YOUR INSTRUCTIONS: How many lines in the rows below contain the word "chimney"? Reply with the number only.

Object point labels:
───

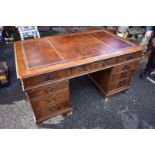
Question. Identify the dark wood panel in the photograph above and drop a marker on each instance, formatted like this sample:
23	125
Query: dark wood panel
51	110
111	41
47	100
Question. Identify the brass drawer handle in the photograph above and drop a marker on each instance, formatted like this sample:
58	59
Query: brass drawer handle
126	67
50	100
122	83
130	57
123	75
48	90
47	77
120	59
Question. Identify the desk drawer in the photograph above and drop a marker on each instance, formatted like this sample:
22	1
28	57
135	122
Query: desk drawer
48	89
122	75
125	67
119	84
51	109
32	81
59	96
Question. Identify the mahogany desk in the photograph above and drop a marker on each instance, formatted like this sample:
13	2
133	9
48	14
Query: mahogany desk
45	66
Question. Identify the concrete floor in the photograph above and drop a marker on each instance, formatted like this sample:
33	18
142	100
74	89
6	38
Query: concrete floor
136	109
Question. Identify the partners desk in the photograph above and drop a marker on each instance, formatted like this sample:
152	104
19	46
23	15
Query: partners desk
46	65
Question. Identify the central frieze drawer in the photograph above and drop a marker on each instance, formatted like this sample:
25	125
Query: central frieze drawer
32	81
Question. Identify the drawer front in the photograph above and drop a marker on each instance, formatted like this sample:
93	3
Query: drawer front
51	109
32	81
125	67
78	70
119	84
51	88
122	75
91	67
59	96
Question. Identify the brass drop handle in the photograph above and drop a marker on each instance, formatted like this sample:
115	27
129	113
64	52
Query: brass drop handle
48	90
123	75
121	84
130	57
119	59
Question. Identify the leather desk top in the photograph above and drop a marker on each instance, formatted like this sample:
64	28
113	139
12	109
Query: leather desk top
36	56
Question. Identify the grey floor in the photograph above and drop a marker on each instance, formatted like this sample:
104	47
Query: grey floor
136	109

───

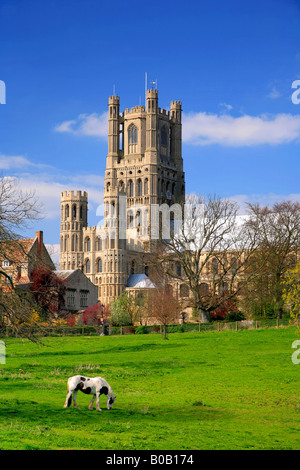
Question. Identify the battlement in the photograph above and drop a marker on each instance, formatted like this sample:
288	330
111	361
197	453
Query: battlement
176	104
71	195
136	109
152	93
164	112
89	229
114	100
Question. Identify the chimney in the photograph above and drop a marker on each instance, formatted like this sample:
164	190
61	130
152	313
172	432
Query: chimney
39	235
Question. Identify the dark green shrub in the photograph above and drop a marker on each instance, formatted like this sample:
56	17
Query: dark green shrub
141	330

───

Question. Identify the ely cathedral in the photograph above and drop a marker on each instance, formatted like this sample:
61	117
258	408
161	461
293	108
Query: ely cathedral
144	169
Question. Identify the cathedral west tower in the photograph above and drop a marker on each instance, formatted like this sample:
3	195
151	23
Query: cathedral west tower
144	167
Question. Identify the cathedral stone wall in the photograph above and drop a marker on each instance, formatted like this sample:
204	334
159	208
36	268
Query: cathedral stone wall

───

FINISHED EXERCISE: 2